─── Teks Bacaan

PM Netanyahu Terancam Digulingkan saat Genderang Perang dengan Hamas Terus Ditabuh

Minggu, 05 November 2023 - 15:03 WIB
loading...
PM Netanyahu Terancam Digulingkan saat Genderang Perang dengan Hamas Terus Ditabuh
PM Israel Benjamin Netanyahu menghadapi tekanan politik domestik. Foto/Reuters
A A A
GAZA - Warga Israel , yang terpecah belah sejak Perdana Menteri (PM) Benjamin Netanyahu kembali berkuasa tahun lalu, telah bersatu melawan Hamas dalam perang, namun para ahli memperkirakan pemimpin veteran tersebut akan berjuang untuk bertahan hidup ketika konflik berakhir.

Dalam keterkejutan yang melanda Israel setelah serangan Hamas pada 7 Oktober, negara tersebut telah mendukung operasi militer yang diperintahkan pria berusia 74 tahun itu untuk “menghancurkan” militan Palestina.

Namun menurut para ahli, kelemahan keamanan yang terungkap akibat perampokan kelompok bersenjata Hamas bisa menjadi pukulan terbesar – dan mungkin fatal – bagi perdana menteri terlama Israel, yang sudah berjuang melawan masalah hukum dan politik.

“Dukungan untuk Netanyahu dan koalisinya sudah terkuras bahkan sebelum tanggal 7 Oktober, dan sejak pecahnya perang, dukungan tersebut semakin menurun,” kata Toby Greene, dosen politik di Universitas Bar-Ilan Israel dan peneliti di London School of Economics, dilansir Reuters.

“Jika pemilu diadakan sekarang, dia akan kalah telak.”

Dicintai sebagai "Raja Bibi" dan "Tuan Keamanan" oleh para pendukungnya dan dikutuk sebagai "menteri kejahatan" oleh para kritikus dan pengunjuk rasa, Netanyahu telah lama mendominasi politik Israel.

Namun jajak pendapat terbaru menunjukkan adanya penurunan dukungan terhadap Netanyahu dan partai sayap kanannya, Likud.

Banyak yang merasa sedih atas kurangnya perlindungan, terutama warga Israel yang tinggal di komunitas dekat perbatasan Gaza yang menanggung beban terberat dari serangan yang menurut para pejabat Israel menewaskan 1.400 orang, sebagian besar warga sipil.



Di bawah Netanyahu, mantan perwira unit komando yang selalu memproyeksikan dirinya sebagai pembela Yahudi yang gigih, rasa aman yang dimiliki oleh sebagian besar warga Israel telah hancur.

──────
─── Data Tersedia

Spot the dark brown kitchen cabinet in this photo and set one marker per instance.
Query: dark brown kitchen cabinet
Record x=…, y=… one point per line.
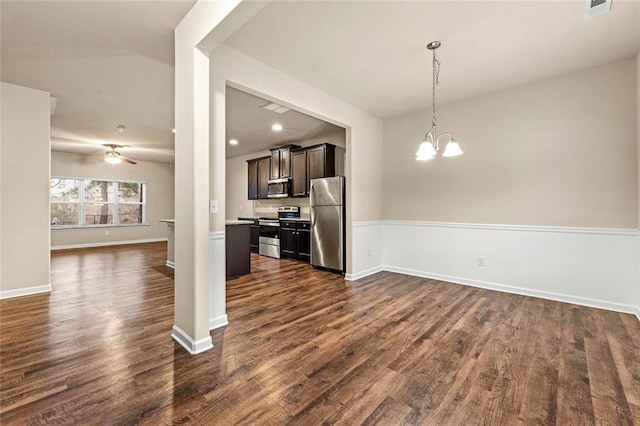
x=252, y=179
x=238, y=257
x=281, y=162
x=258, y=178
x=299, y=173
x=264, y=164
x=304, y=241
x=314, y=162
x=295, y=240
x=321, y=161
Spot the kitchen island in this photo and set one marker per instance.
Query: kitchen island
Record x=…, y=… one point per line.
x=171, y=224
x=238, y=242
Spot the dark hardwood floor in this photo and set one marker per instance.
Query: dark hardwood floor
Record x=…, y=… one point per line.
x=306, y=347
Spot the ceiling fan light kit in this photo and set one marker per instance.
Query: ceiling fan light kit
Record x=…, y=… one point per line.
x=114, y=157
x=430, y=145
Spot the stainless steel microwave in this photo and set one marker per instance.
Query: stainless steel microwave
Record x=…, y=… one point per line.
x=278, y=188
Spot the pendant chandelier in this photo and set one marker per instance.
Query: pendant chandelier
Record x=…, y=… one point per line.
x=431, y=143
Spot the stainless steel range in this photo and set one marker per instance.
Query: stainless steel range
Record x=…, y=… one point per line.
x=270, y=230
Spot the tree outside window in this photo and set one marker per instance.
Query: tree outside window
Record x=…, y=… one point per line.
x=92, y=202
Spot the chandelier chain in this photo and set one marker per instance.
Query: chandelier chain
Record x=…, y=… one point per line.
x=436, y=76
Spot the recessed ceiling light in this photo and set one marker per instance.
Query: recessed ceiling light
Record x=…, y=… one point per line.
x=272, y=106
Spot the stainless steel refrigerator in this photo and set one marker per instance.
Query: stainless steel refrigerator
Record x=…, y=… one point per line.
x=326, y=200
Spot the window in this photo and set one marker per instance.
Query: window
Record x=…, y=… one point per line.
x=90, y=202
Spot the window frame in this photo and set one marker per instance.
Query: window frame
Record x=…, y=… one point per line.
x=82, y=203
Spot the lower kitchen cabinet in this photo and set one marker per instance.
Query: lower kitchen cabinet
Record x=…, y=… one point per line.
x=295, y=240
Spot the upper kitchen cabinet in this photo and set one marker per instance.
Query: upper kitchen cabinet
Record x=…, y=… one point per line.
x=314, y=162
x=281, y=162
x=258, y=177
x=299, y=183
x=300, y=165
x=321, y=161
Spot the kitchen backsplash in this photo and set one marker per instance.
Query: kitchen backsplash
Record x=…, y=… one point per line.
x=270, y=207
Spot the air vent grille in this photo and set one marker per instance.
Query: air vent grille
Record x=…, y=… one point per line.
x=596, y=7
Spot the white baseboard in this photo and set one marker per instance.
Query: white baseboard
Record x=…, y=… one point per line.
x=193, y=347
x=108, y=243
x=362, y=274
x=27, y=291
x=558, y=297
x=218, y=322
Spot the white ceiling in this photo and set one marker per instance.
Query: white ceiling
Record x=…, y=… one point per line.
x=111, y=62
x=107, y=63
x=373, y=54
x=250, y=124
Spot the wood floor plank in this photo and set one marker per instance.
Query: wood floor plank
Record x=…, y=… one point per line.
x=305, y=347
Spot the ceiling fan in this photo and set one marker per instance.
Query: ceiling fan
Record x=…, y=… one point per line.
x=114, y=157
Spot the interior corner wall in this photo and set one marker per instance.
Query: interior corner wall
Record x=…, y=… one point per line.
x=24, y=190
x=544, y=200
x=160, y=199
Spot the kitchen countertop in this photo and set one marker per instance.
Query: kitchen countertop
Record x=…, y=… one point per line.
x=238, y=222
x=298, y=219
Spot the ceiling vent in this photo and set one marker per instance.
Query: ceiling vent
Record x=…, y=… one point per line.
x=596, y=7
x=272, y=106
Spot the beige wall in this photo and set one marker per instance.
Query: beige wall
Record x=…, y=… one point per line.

──────
─── Data Tersedia

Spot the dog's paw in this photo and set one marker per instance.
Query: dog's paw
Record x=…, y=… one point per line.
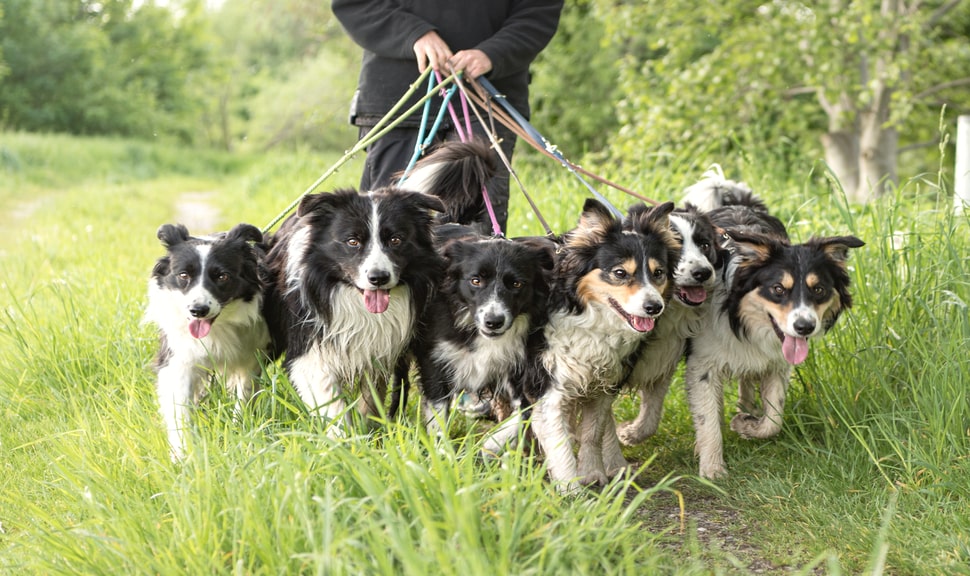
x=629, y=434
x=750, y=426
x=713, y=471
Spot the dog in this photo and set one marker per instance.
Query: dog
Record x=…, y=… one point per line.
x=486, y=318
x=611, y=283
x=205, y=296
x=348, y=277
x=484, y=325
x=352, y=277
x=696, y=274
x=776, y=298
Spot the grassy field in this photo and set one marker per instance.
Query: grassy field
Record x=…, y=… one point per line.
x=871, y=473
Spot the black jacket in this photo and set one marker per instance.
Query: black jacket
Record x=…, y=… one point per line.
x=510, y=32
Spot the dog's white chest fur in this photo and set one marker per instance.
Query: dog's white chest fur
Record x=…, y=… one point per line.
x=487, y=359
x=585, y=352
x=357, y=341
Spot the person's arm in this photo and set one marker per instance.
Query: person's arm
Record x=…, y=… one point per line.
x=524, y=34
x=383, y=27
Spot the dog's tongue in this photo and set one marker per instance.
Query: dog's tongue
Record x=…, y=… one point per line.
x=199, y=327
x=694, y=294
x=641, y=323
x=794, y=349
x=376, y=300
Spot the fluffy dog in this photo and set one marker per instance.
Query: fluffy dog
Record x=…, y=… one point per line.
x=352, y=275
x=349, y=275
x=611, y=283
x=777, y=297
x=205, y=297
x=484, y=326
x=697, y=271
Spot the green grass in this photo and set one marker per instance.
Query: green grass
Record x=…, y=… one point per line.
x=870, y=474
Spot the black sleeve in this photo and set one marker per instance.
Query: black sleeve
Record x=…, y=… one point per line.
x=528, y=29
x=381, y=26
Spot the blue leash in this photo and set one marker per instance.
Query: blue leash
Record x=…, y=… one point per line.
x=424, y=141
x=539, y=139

──────

Petunjuk Latihan ▸
• 1. Ringkaslah teks bacaan dalam dua kalimat.
• 2. Sebutkan semua julukan untuk Netanyahu yang muncul dalam teks bacaan.
• 3. Ganti nama "Netanyahu" menjadi "Bibi" pada bagian teks bacaan mulai "Minggu, 05 November" sampai "ketika konflik berakhir.", lalu tuliskan bagian itu.

Kunci Jawaban ▸
• 1. Warga Israel, yang terpecah sejak Netanyahu kembali berkuasa, kini bersatu mendukung perang melawan Hamas setelah serangan 7 Oktober. Namun para ahli menilai bahwa kelemahan keamanan yang terungkap dan merosotnya dukungan dalam jajak pendapat bisa menjadi pukulan fatal bagi perdana menteri terlama Israel itu setelah konflik berakhir.

• 2. "Raja Bibi", "Tuan Keamanan", "menteri kejahatan"

• 3.
Minggu, 05 November 2023 - 15:03 WIB
loading...
PM Bibi Terancam Digulingkan saat Genderang Perang dengan Hamas Terus Ditabuh
PM Israel Benjamin Bibi menghadapi tekanan politik domestik. Foto/Reuters
A A A
GAZA - Warga Israel , yang terpecah belah sejak Perdana Menteri (PM) Benjamin Bibi kembali berkuasa tahun lalu, telah bersatu melawan Hamas dalam perang, namun para ahli memperkirakan pemimpin veteran tersebut akan berjuang untuk bertahan hidup ketika konflik berakhir.